--- Start Extracted entries ---
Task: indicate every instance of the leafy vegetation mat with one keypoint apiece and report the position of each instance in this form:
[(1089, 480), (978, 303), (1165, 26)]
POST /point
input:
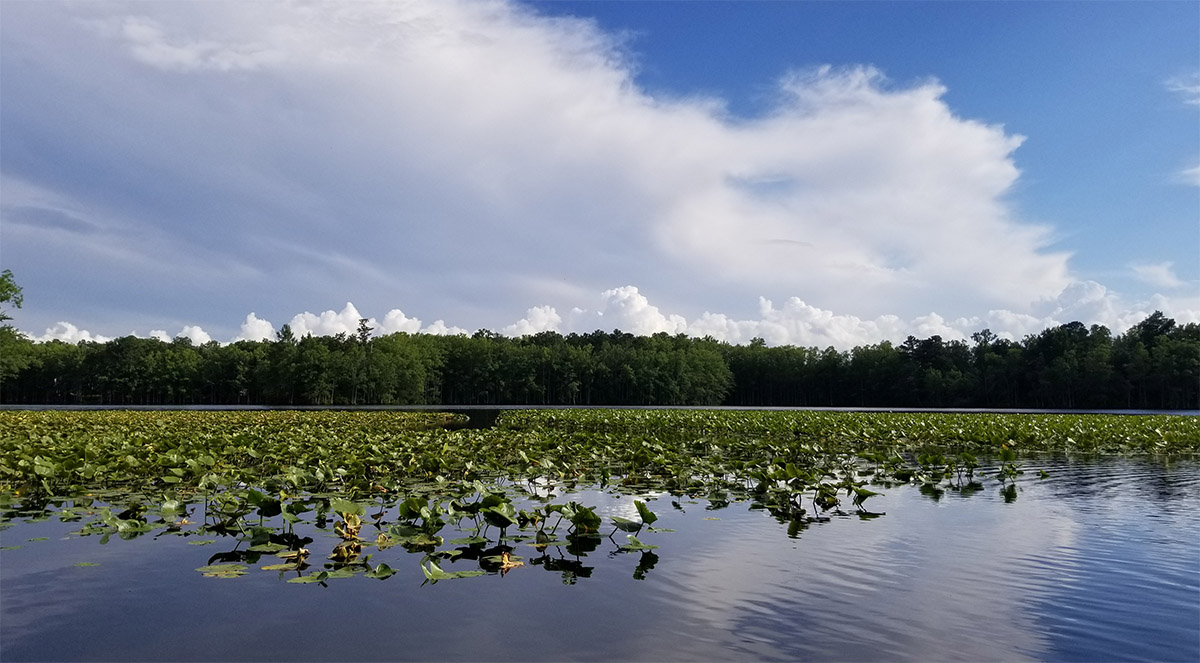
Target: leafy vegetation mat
[(419, 483)]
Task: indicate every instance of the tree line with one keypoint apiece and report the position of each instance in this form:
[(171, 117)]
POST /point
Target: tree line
[(1156, 364)]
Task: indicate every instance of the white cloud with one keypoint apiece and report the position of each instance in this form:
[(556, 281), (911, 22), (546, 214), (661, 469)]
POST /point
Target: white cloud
[(795, 322), (539, 318), (328, 323), (439, 328), (1191, 175), (256, 329), (1187, 85), (1161, 275), (853, 192), (193, 333), (71, 334), (630, 311), (396, 321)]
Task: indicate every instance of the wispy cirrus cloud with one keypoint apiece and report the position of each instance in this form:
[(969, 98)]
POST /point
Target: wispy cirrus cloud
[(477, 156)]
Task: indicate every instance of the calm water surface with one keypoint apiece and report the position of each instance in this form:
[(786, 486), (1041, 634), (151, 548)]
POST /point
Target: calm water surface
[(1098, 562)]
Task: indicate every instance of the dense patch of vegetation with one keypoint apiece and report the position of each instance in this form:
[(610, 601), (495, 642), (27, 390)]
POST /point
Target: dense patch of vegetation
[(415, 483), (1156, 364)]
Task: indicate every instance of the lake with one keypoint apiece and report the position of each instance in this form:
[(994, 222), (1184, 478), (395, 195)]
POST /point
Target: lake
[(1097, 561)]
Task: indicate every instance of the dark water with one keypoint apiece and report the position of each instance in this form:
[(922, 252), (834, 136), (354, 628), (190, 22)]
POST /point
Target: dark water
[(1098, 562)]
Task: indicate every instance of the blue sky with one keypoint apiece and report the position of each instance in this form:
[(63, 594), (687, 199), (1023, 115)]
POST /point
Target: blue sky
[(814, 173)]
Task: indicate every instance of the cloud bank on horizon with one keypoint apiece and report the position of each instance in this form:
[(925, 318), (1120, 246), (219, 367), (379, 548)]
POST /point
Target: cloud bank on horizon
[(166, 162)]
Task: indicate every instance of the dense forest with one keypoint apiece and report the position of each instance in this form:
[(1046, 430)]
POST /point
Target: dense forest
[(1156, 364)]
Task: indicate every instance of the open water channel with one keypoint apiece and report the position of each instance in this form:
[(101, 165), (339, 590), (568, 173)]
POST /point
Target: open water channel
[(1099, 561)]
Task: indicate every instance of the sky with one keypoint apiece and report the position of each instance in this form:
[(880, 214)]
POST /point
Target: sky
[(811, 173)]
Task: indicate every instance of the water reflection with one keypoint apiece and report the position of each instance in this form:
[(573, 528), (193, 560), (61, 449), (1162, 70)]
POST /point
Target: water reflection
[(1098, 561)]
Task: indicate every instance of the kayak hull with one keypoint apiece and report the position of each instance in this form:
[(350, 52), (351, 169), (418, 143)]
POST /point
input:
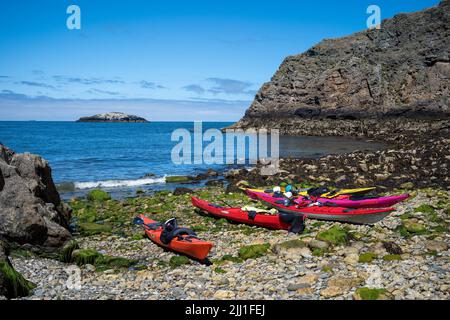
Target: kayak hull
[(379, 202), (241, 216), (192, 247), (349, 215), (331, 194)]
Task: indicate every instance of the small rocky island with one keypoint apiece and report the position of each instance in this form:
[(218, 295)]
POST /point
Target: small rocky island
[(112, 117)]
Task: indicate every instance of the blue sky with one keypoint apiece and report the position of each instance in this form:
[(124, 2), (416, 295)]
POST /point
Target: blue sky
[(166, 60)]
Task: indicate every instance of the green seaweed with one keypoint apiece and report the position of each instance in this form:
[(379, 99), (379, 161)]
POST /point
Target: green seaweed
[(425, 208), (15, 285), (392, 257), (370, 293), (90, 228), (98, 195)]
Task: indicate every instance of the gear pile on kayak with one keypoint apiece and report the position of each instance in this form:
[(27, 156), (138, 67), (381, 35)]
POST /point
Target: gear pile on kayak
[(289, 210)]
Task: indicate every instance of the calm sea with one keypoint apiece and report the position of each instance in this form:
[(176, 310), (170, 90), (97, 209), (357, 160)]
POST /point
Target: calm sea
[(120, 156)]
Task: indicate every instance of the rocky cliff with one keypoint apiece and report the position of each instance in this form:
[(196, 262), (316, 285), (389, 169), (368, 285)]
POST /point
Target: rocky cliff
[(373, 81), (31, 211), (112, 117)]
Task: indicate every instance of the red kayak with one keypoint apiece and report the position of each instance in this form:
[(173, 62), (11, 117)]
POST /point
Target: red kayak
[(169, 236), (346, 201), (352, 215), (281, 221)]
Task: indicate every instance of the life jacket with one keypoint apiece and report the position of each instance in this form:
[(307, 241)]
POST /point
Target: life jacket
[(171, 230)]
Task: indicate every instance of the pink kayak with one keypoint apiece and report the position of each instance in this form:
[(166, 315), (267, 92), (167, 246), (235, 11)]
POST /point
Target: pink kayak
[(378, 202)]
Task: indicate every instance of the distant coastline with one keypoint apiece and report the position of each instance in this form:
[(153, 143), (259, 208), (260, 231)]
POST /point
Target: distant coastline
[(112, 117)]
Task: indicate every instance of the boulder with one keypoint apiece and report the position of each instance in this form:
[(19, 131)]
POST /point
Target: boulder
[(373, 82), (31, 210)]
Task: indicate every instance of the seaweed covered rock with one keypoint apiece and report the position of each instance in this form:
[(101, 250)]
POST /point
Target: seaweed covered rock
[(31, 210), (12, 283)]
--- End Extracted entries ---
> _Given exercise_: Rewrite all the rows above, replacing "keypoint" with "marker" wherever it occurs and leaving everything else unchanged. Omit the pictures.

> _Finished task_:
Task: indicate every instance of the leafy vegetation mat with one marker apiece and report the position of each instance in this form:
[(1089, 480), (978, 303), (1165, 26)]
POST /point
input:
Target: leafy vegetation mat
[(419, 483)]
Task: indicate every instance of the tree line with one marker apiece and report the position of each instance in this form:
[(171, 117)]
POST /point
Target: tree line
[(1156, 364)]
Task: indicate every instance of the white cloud with one marker apiece and report the position of each instance in this form:
[(556, 281), (911, 22), (546, 214), (661, 469)]
POST /point
Target: white cloud
[(795, 322), (539, 318), (328, 323), (439, 328), (1191, 175), (256, 329), (1187, 85), (1161, 275), (853, 192), (193, 333), (71, 334), (630, 311), (396, 321)]
Task: indicate every instance of the wispy cirrus cloud with one marker apiece and report the position of each instance in this form:
[(969, 98)]
POST /point
Target: wispy cirrus cloud
[(477, 156)]
Task: indicate every instance of the calm water surface with one marker apiece and report the position of each instance in this form:
[(786, 486), (1041, 634), (151, 548)]
POST /point
Target: calm water surface
[(1098, 562)]
Task: indicate every instance of the dense patch of vegetation with one marker apiece and report the position of each instance in this form:
[(610, 601), (495, 642), (27, 390)]
POST /point
Target: dense patch of vegetation
[(415, 483), (1156, 364)]
Task: indicate every instance of the lake with one marker apiece and report the position of each instance in this form:
[(994, 222), (1184, 478), (395, 195)]
POST /point
Target: lake
[(1097, 561)]
Task: indicate every instance of the dark water with one marker apiece and report the position of each instance in this form:
[(922, 252), (834, 136), (354, 628), (190, 22)]
POST /point
Target: dark water
[(1098, 562)]
Task: indicate every instance of the blue sky with one marker apiece and report the position of each instance in this form:
[(63, 594), (687, 199), (1023, 115)]
POST /point
Target: blue sky
[(814, 173)]
Task: indicate every instance of the cloud bank on horizon with one marker apiece and report the position of each instance in this form:
[(925, 318), (1120, 246), (219, 367), (379, 548)]
POST /point
Target: cloud bank on horizon
[(166, 162)]
Task: indicate every instance of the dense forest with one marker apiece and report the position of each instance in this form:
[(1046, 430)]
POST /point
Target: dense forest
[(1156, 364)]
Task: indicate every instance of the open water channel with one marker apiece and report the position of each instance in this form:
[(101, 165), (339, 590), (568, 173)]
POST /point
Target: open water channel
[(1099, 561)]
Task: indicate every instance of the sky with one marker apiece and report the position of each instance in this form:
[(880, 214)]
POST /point
Target: sky
[(811, 173)]
Task: indicate every instance of the water reflection with one marker apiece and report the position of each instance in this form:
[(573, 528), (193, 560), (61, 449), (1162, 70)]
POST /point
Target: water reflection
[(1098, 561)]
Task: indicate every instance of the kayak hull with one marker apiece and report the position of each instance in this form:
[(350, 52), (351, 169), (418, 143)]
POST /point
input:
Target: kayak hull
[(379, 202), (241, 216), (192, 247), (349, 215), (331, 194)]
Task: indicate every instance of the small rocky island with one marker apiece and report the position of each instance in this form:
[(218, 295)]
POST /point
Target: small rocky island
[(112, 117)]
Task: indicate every instance of the blue sky with one marker apiece and report the position of each instance in this form:
[(124, 2), (416, 295)]
POST /point
Target: blue sky
[(166, 60)]
Task: indicate every instance of the green seaweed with one marker apiece and report the position of each instance in this form:
[(379, 99), (379, 161)]
POST /point
Target: green seaweed
[(425, 208), (15, 285), (392, 257), (370, 293), (90, 228), (98, 195)]
Task: indicate every instance of the gear pile on kayak with one marker apiece and report the position of each instance in this form:
[(27, 156), (138, 67), (381, 35)]
POST /point
Target: gear pile on kayak
[(289, 210)]
Task: indicate every instance of the calm sea with one marker apiece and report the position of each instance in this form:
[(176, 310), (170, 90), (97, 209), (357, 160)]
POST /point
Target: calm sea
[(120, 156)]
Task: indicate every instance of the rocky cliff with one marker apiece and report the position of each instance in this form:
[(196, 262), (316, 285), (389, 169), (368, 285)]
POST /point
Target: rocky cliff
[(373, 81), (31, 211), (112, 117)]
Task: indicate every instance of the red kayak with one marker apiece and report the position of each instance in this form:
[(173, 62), (11, 117)]
POST /point
Target: red kayak
[(169, 236), (346, 201), (352, 215), (281, 221)]
Task: indicate every instance of the life jacket with one marker apiece and report the position of each instance in this form:
[(307, 241)]
POST /point
Target: life jacket
[(171, 230)]
Task: indicate every instance of the pink kayak with one marker apiece and report the position of each instance in this form:
[(166, 315), (267, 92), (167, 246), (235, 11)]
POST /point
Target: pink kayak
[(378, 202)]
Task: indicate every instance of the distant coastline with one marker apiece and report the position of each instance in this form:
[(153, 143), (259, 208), (260, 231)]
POST /point
Target: distant coastline
[(112, 117)]
Task: indicate every instance of the boulder with one marker apiece and report the position of each instance in this form:
[(19, 131)]
POST /point
Target: boulder
[(373, 82), (31, 210)]
Task: indicate every instance of the seaweed covered rock with one marker apiece and report the position of each instance in this form:
[(101, 250)]
POST /point
Target: seaweed covered rock
[(31, 210), (12, 283)]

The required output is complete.